Influenza che non può che rivelarsi cruciale in un momento come questo, mentre le indagini sull’assassinio di Moïse puntano – tra gli altri – al primo ministro Ariel Henry, subentrato al defunto presidente e sostenuto anche dalla Casa Bianca. Pochi giorni prima che Henry venisse chiamato in causa dal procuratore incaricato delle indagini (ça va sans dire, già licenziato), il segretario di stato Anthony Blinken dimostrava “apprezzamento” verso gli sforzi del Primo Ministro nel sostenere il rimpatrio degli haitiani deportati – a migliaia – dal Texas a Port-au-Prince.
Molti di noi hanno visto, anche sui telegiornali italiani, le immagini della polizia di frontiera americana che nei pressi del confine messicano caricava – a cavallo – persone inermi. Secondo le stime dell’Organizzazione Mondiale della Migrazione (IOM), in poco più di dieci giorni gli Stati Uniti hanno rimpatriato circa 7,500 haitiani, molti dei quali non facevano ritorno da anni. Lasciato il paese per cercare lavoro in America Latina, in particolar modo in Cile o in Brasile, tanti si sono messi in viaggio verso nord, spinti soprattutto dalle conseguenze economiche della pandemia nei paesi ospitanti. Sempre secondo IOM, nei primi nove mesi dell’anno, 56.000 haitiani hanno scelto di attraversare la giungla del Darién Gap, che si estende tra la Colombia e Panama: quasi il doppio di quanti hanno percorso lo stesso tragitto nell’intero corso del 2020.

• _OBIETTIVO DEL COMPITO_
Prosegui, per favore, il brano sui rimpatri degli haitiani dagli Stati Uniti, riprendendo subito dopo la sua ultima frase.

• _VOCI FORNITE_
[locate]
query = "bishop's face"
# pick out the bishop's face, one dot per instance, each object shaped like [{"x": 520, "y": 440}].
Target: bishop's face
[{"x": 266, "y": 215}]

• _RISPOSTA AL PROBLEMA_
Credits: Joshua Lott/The Washington Post
Giustificate sulla base del controverso Titolo 42, le deportazioni ordinate da Washington sono state ricevute da cori di protesta da parte delle organizzazioni della società civile e denunciate dallo stesso inviato degli Stati Uniti ad Haiti, Daniel Foote. Definendo la decisione di Washington come “disumana”, il diplomatico ha presentato le sue dimissioni al segretario di stato, Anthony Blinken. Chiamato a riferire al Congresso, Foote ha ribadito la sua posizione: “Haiti è troppo pericolosa” per permettere i rimpatri.
Nel solo mese di settembre, i rapimenti per mano delle gang sono più che triplicati rispetto al dato di luglio: 117 vittime, che hanno portato il totale dei primi nove mesi dell’anno a 628. Sei volte quanto riportato nello stesso periodo del 2020. Cifre che valgono ad Haiti il primato mondiale del numero di rapimenti pro capite. Nella paese si contano più di 150 bande armate: le gang controllano interi quartieri della capitale, la Stato non esiste, chi governa è spesso tacito testimone – se non complice – della criminalità. Moïse stesso era da più parti accusato di avere legami con le gang. Ora le ombre ricadono invece sul suo primo ministro, chiamato a fornire spiegazioni su una telefonata che potrebbe collegarlo a uno dei sospettati nell’assassinio del presidente. Spiegazioni che si Henry si è rifiutato di fornire, restando saldamente al potere e annunciando il rinvio delle elezioni, a data da definirsi.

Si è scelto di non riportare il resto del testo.